»»

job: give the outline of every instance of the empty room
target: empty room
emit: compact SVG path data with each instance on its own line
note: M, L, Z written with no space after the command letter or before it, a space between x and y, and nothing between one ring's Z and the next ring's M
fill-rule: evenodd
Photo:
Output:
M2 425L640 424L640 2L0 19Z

««
»»

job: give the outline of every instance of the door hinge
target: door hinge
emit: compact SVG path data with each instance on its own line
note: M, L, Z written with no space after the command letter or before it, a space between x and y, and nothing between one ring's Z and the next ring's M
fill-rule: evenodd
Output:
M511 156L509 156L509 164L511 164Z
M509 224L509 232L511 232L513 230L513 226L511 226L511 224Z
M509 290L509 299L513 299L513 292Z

««
»»

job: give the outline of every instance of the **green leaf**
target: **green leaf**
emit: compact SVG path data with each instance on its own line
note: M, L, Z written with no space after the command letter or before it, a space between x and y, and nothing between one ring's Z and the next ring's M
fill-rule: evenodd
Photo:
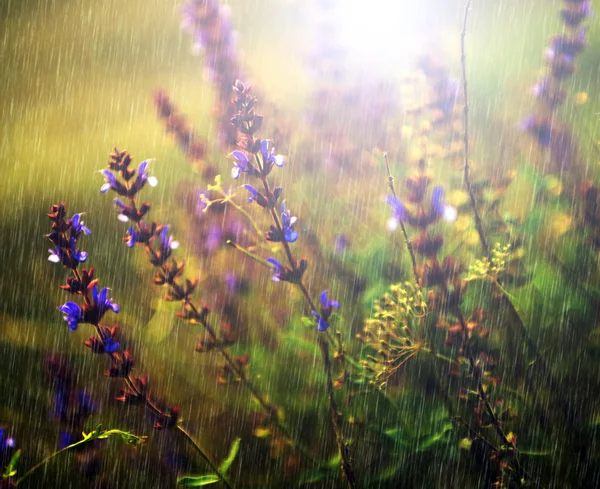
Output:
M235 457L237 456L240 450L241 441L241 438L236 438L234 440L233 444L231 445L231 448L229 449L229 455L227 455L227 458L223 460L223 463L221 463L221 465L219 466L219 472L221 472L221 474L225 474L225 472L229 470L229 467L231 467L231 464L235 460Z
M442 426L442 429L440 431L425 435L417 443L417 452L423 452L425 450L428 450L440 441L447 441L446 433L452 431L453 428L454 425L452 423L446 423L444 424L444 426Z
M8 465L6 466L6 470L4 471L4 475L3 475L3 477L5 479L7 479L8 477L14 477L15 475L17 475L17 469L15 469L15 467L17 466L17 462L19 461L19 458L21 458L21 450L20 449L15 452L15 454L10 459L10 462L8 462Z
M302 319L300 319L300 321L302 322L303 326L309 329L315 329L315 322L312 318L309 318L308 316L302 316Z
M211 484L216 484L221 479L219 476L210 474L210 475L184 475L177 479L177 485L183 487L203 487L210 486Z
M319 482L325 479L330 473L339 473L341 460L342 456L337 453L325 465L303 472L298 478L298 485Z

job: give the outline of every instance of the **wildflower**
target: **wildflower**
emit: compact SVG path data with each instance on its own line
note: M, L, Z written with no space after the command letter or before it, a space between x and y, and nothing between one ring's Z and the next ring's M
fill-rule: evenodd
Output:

««

> **Task instructions**
Lines with "empty": copy every one of them from the listing above.

> **Task answer**
job: give the outline of every instance of the empty room
target: empty room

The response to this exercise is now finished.